THE EXERCISE: Rewrite the items below, changing every "pin" to "marker" and keeping everything else the same. Please leave the pictures out.

Excerpts of pointing data:
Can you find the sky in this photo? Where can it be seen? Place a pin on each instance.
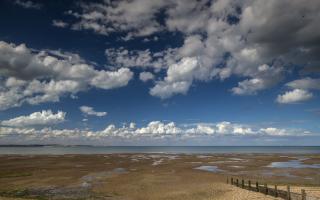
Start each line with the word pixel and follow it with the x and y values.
pixel 165 72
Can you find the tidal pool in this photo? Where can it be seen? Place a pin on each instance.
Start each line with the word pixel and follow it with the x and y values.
pixel 297 164
pixel 209 168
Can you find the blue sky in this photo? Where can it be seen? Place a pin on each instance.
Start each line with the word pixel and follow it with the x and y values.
pixel 159 73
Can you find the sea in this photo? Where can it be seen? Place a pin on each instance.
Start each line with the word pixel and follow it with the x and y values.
pixel 61 150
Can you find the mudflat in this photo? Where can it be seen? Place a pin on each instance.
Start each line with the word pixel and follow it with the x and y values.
pixel 153 176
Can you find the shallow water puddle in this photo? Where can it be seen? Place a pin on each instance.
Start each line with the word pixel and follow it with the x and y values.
pixel 209 168
pixel 297 164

FINAL RESULT:
Can you find the sky in this photo? Where can it be seen? Place a marker on each instance.
Start each line with the word pixel and follow it with the x and y values.
pixel 165 72
Can you find the tidal pool in this photo? Where can it be seen? Place a marker on each instance.
Start each line with the word pixel and follow it with the x and y values.
pixel 297 164
pixel 209 168
Can you find the blue sky in this photo? Where can it be seen? Place a marker on each instance.
Start each line with the word pixel and follow it with the x and y values.
pixel 159 73
Can you find the sea in this photo? Where can it be seen? Place a marker on each instance.
Start each line with the word pixel and follow it with the x and y values.
pixel 61 150
Can you find the mudflat in this photo? Where can it be seen? Place a marker on each instance.
Start each line with the word pixel and follow it with the x and y values.
pixel 153 176
Can you find the shallow water puddle in this photo? Where can it be seen? Place a marker on each instance.
Start each line with the word pixel and follow it with the x and y values.
pixel 209 168
pixel 297 164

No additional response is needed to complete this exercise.